> **Task directions**: Return every entry in full, with no alterations.

---------- The data

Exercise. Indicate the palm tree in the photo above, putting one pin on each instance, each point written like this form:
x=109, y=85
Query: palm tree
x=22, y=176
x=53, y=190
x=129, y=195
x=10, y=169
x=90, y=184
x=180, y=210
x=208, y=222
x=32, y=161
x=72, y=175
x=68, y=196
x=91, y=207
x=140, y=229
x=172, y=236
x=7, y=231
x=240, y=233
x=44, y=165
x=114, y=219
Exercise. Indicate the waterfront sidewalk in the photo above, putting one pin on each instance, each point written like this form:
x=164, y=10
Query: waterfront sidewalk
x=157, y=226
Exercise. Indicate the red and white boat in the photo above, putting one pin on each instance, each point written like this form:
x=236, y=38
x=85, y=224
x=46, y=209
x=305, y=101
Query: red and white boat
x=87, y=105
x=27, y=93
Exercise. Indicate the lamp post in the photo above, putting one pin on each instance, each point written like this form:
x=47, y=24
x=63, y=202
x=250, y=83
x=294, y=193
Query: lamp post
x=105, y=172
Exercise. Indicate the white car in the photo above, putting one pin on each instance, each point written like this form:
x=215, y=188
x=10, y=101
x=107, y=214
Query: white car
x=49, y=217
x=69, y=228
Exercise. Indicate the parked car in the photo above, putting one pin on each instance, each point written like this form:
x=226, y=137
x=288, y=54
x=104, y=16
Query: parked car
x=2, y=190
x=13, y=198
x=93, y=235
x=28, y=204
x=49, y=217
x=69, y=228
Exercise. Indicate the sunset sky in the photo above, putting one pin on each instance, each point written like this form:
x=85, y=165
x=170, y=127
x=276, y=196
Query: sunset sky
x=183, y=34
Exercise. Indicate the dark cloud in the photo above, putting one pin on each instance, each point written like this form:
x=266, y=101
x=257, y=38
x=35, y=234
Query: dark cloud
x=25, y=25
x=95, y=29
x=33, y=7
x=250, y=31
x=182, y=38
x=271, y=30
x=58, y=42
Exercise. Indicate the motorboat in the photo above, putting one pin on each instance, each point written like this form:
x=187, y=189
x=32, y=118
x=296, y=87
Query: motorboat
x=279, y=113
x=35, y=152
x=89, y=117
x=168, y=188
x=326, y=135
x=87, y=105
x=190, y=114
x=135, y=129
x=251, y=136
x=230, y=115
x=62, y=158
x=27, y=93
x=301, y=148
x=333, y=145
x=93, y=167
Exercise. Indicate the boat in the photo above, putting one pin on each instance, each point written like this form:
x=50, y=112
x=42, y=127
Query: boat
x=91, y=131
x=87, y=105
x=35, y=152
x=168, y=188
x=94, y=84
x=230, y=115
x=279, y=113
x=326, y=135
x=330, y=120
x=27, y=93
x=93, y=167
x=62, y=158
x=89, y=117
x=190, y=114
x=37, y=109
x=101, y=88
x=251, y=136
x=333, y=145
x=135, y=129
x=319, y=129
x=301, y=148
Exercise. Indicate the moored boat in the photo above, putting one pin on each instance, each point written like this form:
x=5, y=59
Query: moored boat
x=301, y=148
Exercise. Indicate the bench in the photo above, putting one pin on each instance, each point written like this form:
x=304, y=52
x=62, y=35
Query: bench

--------------------

> **Response for this exercise**:
Exercise. Indicate the palm tree in the photo above, putting one pin on each instance, each point written like this form:
x=109, y=85
Query: palm tree
x=22, y=176
x=53, y=190
x=129, y=195
x=10, y=169
x=90, y=184
x=180, y=210
x=208, y=222
x=32, y=161
x=72, y=175
x=68, y=196
x=91, y=207
x=140, y=229
x=172, y=236
x=7, y=231
x=240, y=233
x=44, y=165
x=114, y=219
Exercise. Indicate the waterfront sidewalk in the photo above, putting one pin on each instance, each point written like this form:
x=164, y=10
Query: waterfront sidewalk
x=157, y=226
Exercise. Indicate the red and white boat in the photo above, putting one pin on each instance, each point written like this form:
x=236, y=38
x=85, y=224
x=46, y=209
x=305, y=101
Query: red and white boat
x=87, y=105
x=27, y=93
Exercise. Indicate the lamp post in the photo above, putting one pin on each instance, each point written like this form:
x=47, y=24
x=63, y=202
x=250, y=83
x=294, y=193
Query: lamp post
x=105, y=172
Exercise. Indicate the white car in the photo above, putting one pin on each instance, each point written like this form:
x=215, y=188
x=10, y=101
x=107, y=214
Query: white car
x=49, y=217
x=69, y=228
Exercise. Indicate the parked car in the photo above, putting one pin on each instance, each point written like this form:
x=226, y=137
x=288, y=54
x=104, y=16
Query: parked car
x=2, y=190
x=13, y=198
x=93, y=235
x=28, y=204
x=49, y=217
x=69, y=228
Exercise. Indicate the sunset sky in the photo above, putting one pin on each instance, each point written like this form:
x=85, y=165
x=170, y=127
x=276, y=196
Query: sunset sky
x=183, y=34
Exercise. Indicate the dark cloud in the photo above, putting one pin on each instance, each point written like this form:
x=266, y=101
x=257, y=38
x=35, y=234
Query: dark cloud
x=25, y=25
x=95, y=29
x=33, y=7
x=250, y=31
x=182, y=38
x=271, y=30
x=58, y=42
Exercise. Indicate the motorboat in the photo above, putting one pin on each instance, each point written like this form:
x=187, y=189
x=32, y=118
x=296, y=87
Query: motorboat
x=279, y=113
x=35, y=152
x=89, y=117
x=168, y=188
x=326, y=135
x=87, y=105
x=190, y=114
x=135, y=129
x=251, y=136
x=230, y=115
x=62, y=158
x=27, y=93
x=301, y=148
x=333, y=145
x=93, y=167
Exercise. Indicate the boat in the photo above, putting one pin on each instance, each point written like this form:
x=50, y=112
x=42, y=127
Query: boat
x=91, y=131
x=87, y=105
x=35, y=152
x=168, y=188
x=94, y=84
x=230, y=115
x=279, y=113
x=326, y=135
x=330, y=120
x=27, y=93
x=93, y=167
x=62, y=158
x=89, y=117
x=190, y=114
x=37, y=109
x=101, y=88
x=251, y=136
x=333, y=145
x=135, y=129
x=319, y=129
x=301, y=148
Exercise. Indicate the moored boat in the photo above, putting one pin on each instance, each point written like this form:
x=5, y=59
Query: moored boat
x=301, y=148
Exercise. Indicate the bench in the photo above, putting one pin on each instance, each point written like this form:
x=304, y=52
x=62, y=35
Query: bench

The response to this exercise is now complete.